» WHAT NEEDS TO BE DONE:
Return the data that follows exactly as it appears. Pictures do not belong in the copy.
══ RECORDS SUPPLIED ══
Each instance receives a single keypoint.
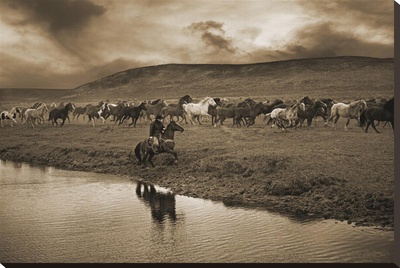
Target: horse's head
(185, 99)
(302, 106)
(211, 101)
(389, 106)
(319, 104)
(164, 103)
(174, 126)
(70, 106)
(143, 105)
(307, 101)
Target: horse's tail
(137, 151)
(363, 119)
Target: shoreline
(286, 184)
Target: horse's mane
(355, 103)
(153, 102)
(205, 99)
(389, 105)
(186, 98)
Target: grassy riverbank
(316, 172)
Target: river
(53, 215)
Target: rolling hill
(336, 77)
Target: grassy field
(315, 171)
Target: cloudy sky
(67, 43)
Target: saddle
(150, 141)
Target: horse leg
(373, 126)
(150, 157)
(347, 123)
(174, 153)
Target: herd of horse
(277, 113)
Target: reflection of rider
(156, 129)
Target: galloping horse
(79, 111)
(9, 115)
(36, 114)
(285, 116)
(176, 109)
(145, 152)
(349, 111)
(310, 113)
(131, 112)
(155, 109)
(98, 113)
(60, 113)
(385, 113)
(200, 108)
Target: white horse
(33, 114)
(352, 110)
(200, 108)
(10, 115)
(285, 116)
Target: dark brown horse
(145, 152)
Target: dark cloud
(379, 15)
(42, 76)
(212, 35)
(57, 15)
(322, 40)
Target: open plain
(307, 172)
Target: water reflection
(161, 204)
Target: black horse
(60, 113)
(145, 152)
(385, 114)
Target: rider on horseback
(156, 129)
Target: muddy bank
(286, 183)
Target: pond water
(53, 215)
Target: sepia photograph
(197, 131)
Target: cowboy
(156, 129)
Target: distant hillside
═══
» RESPONSE AREA:
Each instance receives a single keypoint.
Target: horse's head
(185, 99)
(302, 106)
(211, 101)
(389, 106)
(319, 104)
(164, 103)
(174, 126)
(70, 106)
(143, 105)
(307, 101)
Target: horse's tail
(137, 151)
(363, 119)
Target: shoreline
(286, 184)
Target: horse's mane
(355, 103)
(153, 102)
(205, 99)
(389, 105)
(186, 98)
Target: grassy riverbank
(316, 172)
Target: river
(53, 215)
Target: rolling hill
(336, 77)
Target: grassy field
(315, 171)
Target: cloudy sky
(67, 43)
Target: saddle
(150, 141)
Target: horse leg
(373, 126)
(150, 157)
(347, 123)
(174, 153)
Target: herd of horse
(277, 113)
Target: reflection of rider
(156, 129)
Target: galloping horse
(79, 111)
(9, 115)
(36, 114)
(285, 116)
(176, 109)
(145, 152)
(349, 111)
(310, 113)
(131, 112)
(155, 109)
(98, 113)
(60, 113)
(385, 113)
(200, 108)
Target: white horse
(33, 114)
(352, 110)
(200, 108)
(10, 115)
(285, 116)
Target: dark brown horse
(145, 152)
Target: dark cloud
(379, 15)
(42, 76)
(212, 35)
(57, 15)
(322, 40)
Target: open plain
(307, 172)
Target: water reflection
(161, 204)
Target: black horse
(60, 113)
(145, 152)
(385, 114)
Target: rider on horseback
(156, 129)
Target: muddy bank
(286, 183)
Target: pond water
(53, 215)
Target: sepia photograph
(197, 131)
Target: cowboy
(156, 129)
Target: distant hillside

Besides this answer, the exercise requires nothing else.